─── The input

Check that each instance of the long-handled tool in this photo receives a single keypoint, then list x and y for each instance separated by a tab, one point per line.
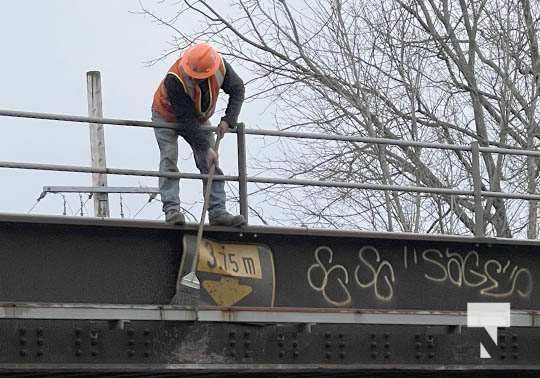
188	287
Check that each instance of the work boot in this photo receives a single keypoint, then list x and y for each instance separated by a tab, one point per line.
174	217
227	219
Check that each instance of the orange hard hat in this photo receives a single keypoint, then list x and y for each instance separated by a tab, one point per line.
200	61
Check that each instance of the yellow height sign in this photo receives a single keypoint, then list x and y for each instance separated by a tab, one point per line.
236	260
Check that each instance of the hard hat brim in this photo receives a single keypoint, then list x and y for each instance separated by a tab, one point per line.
200	75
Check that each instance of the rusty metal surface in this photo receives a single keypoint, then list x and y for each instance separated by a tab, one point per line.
154	348
56	259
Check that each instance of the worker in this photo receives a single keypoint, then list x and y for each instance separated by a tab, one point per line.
187	96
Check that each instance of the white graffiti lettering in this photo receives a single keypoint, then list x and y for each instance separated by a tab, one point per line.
325	277
381	273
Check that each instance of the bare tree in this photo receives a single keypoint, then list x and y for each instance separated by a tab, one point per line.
443	71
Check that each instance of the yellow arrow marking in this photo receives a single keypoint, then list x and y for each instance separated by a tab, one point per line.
227	291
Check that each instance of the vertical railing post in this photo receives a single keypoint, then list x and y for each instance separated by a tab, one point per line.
477	190
242	170
97	142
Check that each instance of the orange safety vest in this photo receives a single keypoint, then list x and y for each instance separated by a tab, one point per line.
163	106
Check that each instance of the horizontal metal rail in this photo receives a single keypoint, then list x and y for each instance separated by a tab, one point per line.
248	314
275	133
100	189
265	180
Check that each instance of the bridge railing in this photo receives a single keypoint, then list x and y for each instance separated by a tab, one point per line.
243	178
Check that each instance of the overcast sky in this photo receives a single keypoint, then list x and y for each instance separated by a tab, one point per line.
47	48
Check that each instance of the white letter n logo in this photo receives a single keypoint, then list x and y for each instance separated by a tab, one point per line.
489	316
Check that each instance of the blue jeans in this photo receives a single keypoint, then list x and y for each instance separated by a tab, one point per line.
168	162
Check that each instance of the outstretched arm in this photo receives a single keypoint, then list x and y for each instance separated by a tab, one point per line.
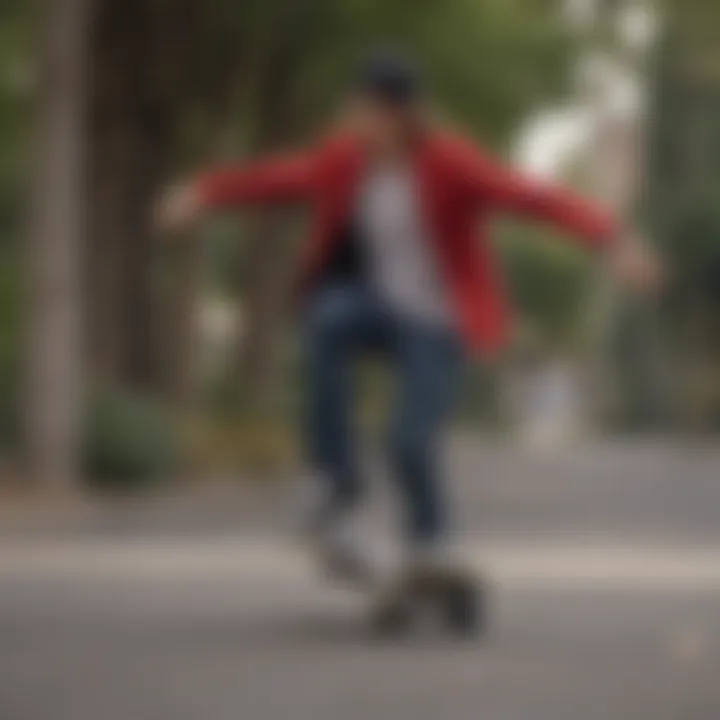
508	190
275	180
499	187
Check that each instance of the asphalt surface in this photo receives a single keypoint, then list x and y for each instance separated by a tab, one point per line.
604	561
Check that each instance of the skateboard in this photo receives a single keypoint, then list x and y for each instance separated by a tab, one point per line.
455	598
401	598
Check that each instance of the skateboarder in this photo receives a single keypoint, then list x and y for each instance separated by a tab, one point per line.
399	264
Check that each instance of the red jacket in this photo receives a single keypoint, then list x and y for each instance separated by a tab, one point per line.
461	190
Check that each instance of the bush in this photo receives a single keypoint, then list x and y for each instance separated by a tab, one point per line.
129	441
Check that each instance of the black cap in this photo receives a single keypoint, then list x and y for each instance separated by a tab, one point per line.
390	77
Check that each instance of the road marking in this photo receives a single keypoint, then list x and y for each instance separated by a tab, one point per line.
560	565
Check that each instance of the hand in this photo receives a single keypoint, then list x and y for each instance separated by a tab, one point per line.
178	208
635	264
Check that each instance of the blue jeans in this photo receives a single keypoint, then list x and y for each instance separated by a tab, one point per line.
343	323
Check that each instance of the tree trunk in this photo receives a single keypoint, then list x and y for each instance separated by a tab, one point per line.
54	363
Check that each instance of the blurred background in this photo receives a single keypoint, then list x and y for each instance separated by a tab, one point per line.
585	459
124	359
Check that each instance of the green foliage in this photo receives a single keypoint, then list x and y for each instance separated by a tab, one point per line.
681	205
129	441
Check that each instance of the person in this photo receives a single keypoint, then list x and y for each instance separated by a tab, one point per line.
399	264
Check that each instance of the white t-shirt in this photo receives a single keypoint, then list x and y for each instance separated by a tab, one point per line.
403	268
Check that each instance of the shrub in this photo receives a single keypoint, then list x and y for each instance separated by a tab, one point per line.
130	441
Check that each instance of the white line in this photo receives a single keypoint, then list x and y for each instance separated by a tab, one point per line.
525	565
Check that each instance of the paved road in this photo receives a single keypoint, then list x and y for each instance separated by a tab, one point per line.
605	560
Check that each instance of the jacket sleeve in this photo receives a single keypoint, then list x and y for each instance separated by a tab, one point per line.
274	180
506	190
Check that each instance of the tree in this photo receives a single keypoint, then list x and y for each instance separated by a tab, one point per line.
54	361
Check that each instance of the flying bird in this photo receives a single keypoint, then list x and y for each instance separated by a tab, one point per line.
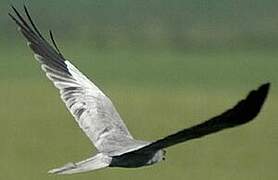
98	118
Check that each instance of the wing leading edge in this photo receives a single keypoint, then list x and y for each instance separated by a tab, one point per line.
93	111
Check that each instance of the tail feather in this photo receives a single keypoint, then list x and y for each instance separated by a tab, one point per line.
96	162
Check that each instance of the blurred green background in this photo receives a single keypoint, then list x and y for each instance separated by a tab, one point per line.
165	64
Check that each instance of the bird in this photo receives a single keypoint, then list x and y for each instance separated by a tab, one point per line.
96	115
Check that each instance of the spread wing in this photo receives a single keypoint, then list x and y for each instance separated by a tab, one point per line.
243	112
93	111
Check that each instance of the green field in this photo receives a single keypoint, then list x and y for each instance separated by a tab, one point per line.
166	65
156	93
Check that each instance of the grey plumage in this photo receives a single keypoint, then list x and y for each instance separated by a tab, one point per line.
98	118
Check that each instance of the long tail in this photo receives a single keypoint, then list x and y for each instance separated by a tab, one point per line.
96	162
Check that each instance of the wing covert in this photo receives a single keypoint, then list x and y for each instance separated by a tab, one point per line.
91	108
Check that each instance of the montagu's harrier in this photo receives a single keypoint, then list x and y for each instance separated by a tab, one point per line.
98	118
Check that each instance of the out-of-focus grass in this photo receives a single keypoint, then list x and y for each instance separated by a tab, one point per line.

──────

#### Prompt
All entries above are to be set down word for word, and the pictures are to be left out.

#### Problem solution
Check that each instance of the long-handled tool in this photo receives a single keypoint, then list x and y for each instance separated by a tab, one point per line.
188	287
Check that each instance of the work boot in this photo receives a single keypoint, then list x and y for each instance separated by a tab, one point per line.
174	217
227	219
Check that each instance of the orange hard hat in this photo receives a single keypoint, then list x and y for each instance separated by a tab, one point per line.
200	61
Check that each instance of the yellow height sign in this photo receives a single keypoint, then list x and y for each instance separated by a tab, one point per line.
236	260
Check that each instance of the hard hat brim in this photo receives a single keypoint, then list x and y for each instance separated by a tab, one point per line.
200	75
Check that each instance of the rusty metal surface in this photo receives a single keypoint, then list x and y for each instance separated by a tab, one point per line.
154	348
56	259
Check that each instance of the worker in this photo receives a single keypoint, then list x and y for each instance separated by a tab, one point per line.
187	96
Check that each instance of the white graffiti lettering in this photo receives a single keypoint, then list x and y for each instance separated by a tab, one point per line.
325	277
381	273
Check that each instance of the bare tree in this photo receives a single keypoint, then list x and y for each instance separated by a tab, one point per line.
443	71
Check that each instance of the yellow arrow marking in this photo receives a single keypoint, then list x and y for each instance separated by a tab, one point per line.
227	291
Check that each instance of the vertical railing post in this photo receives a single keypoint, then list x and y for each instance separated by a tab, one point per line.
477	190
242	170
97	142
Check that each instance of the orange safety vest in this photo receives a single keypoint, then list x and y for each instance separated by a tab, one point per line.
163	106
Check that each instance of the horizontal metal rail in this photo receives a single keypoint, then list x and y for each instance separated by a tab, one point per line.
248	314
275	133
100	189
265	180
Check that each instance of the bridge railing in this photo receives a single keypoint, then list x and y for each instance separated by a tab, one point per line.
243	178
Check that each instance of the overcast sky in this photo receives a single keypoint, then list x and y for each instance separated by a tab, one point per line.
47	48
Check that each instance of the white letter n logo in this photo receives a single keypoint, then list x and y for each instance separated by a tab, one point per line.
489	316
Check that each instance of the blue jeans in this photo receives a single keypoint, then list x and y for each instance separated by a tab, one point per line.
168	162
Check that each instance of the outstretched arm in this photo receives a single keypoint, then list x and y for each instance separated by a tab, one point per line.
508	190
275	180
499	187
Check that each instance of the asphalt surface in this photo receives a single keypoint, then list x and y for each instance separated by a tab, one point per line.
604	561
Check that each instance of the skateboard in this photo receives a single keypoint, then list x and y for each instance separated by a tab, one point per line.
455	598
401	598
Check that each instance of the skateboarder in this photo receives a single keypoint, then list x and y for each instance separated by a tab, one point per line.
399	264
Check that each instance of the red jacket in this photo receives a single keypoint, then list x and y for each instance separated by a tab, one point per line.
461	190
Check that each instance of the bush in this photo receives a single keypoint, then list x and y for each instance separated by a tab, one point per line.
129	441
Check that each instance of the black cap in this photo receives a single keypoint, then list x and y for each instance separated by a tab, one point per line.
390	77
Check that each instance of the road marking in this photo receives a single keypoint, then list x and y for each instance separated by a tab, one point per line.
560	565
Check that each instance of the hand in this photo receives a single keypoint, then list x and y for each instance separated by a tab, one point per line.
178	208
635	264
Check that each instance of the blue jeans in this photo receives a single keypoint, then list x and y for each instance separated by a tab, one point per line.
343	323
Check that each instance of the tree trunk in this photo receives a single keypoint, then list x and y for each instance separated by a tab, one point per line.
54	363
Check that each instance of the blurred background in this photo receives a single keypoint, then list x and y for each instance separated by a tab, one point per line.
585	459
124	359
Check that each instance of the green foliage in this photo receives a single keypoint, then list x and y for each instance separated by a tab, one point per line.
681	205
129	441
Check that each instance of the person in this photo receives a single keypoint, then list x and y for each instance separated by a tab, one point per line.
399	264
Check that each instance of the white t-shirt in this photo receives a single keypoint, then list x and y for each instance separated by a tab, one point per line.
403	268
Check that each instance of the shrub in this photo receives a single keypoint, then list x and y for each instance separated by a tab, one point per line.
130	441
Check that each instance of the white line in this photo receives a single keypoint, then list x and y for each instance separated by a tab, one point per line.
525	565
Check that each instance of the paved road in this photo receives a single keypoint, then list x and y for each instance separated by a tab, one point per line.
605	560
Check that each instance of the jacket sleeve in this photo receives a single keypoint, then list x and y for each instance separated by a tab, one point per line.
274	180
506	190
Check that each instance of the tree in this photo receives a single keypoint, then list x and y for each instance separated by a tab, one point per line.
54	361
Check that each instance of the flying bird in this photo receives a single keypoint, then list x and y for each instance separated by a tab, one point per line.
98	118
Check that each instance of the wing leading edge in this photo receives a single keypoint, then list x and y for each instance separated by a tab, one point per line.
93	111
Check that each instance of the tail feather in this photo receives a single keypoint, then list x and y for each instance separated by a tab, one point per line.
96	162
Check that each instance of the blurred green background in this photo receives a single keypoint, then list x and y for each instance separated by a tab, one point per line.
165	64
Check that each instance of the bird in this photo receives a single keypoint, then list x and y for each instance separated by a tab, one point per line.
96	115
Check that each instance of the spread wing in this photo receives a single keypoint, then list x and y for each instance separated by a tab, one point per line.
243	112
93	111
Check that each instance of the green field in this photo receives a single keypoint, then list x and y for each instance separated by a tab, one point per line.
166	65
156	93
Check that each instance of the grey plumage in this photo receives a single keypoint, then list x and y for each instance separated by a tab, one point per line.
98	118
Check that each instance of the long tail in this photo receives a single keypoint, then list x and y for each instance separated by a tab, one point per line.
96	162
Check that each instance of the wing covert in this photo receives a single keypoint, then list x and y for each instance separated by a tab, one point per line.
91	108
Check that each instance of the montagu's harrier in this photo receives a single keypoint, then list x and y for each instance separated by a tab, one point per line.
98	118
Check that each instance of the out-of-focus grass in this photo receives a single keypoint, then list x and y for each instance separated by a tab, one point per line.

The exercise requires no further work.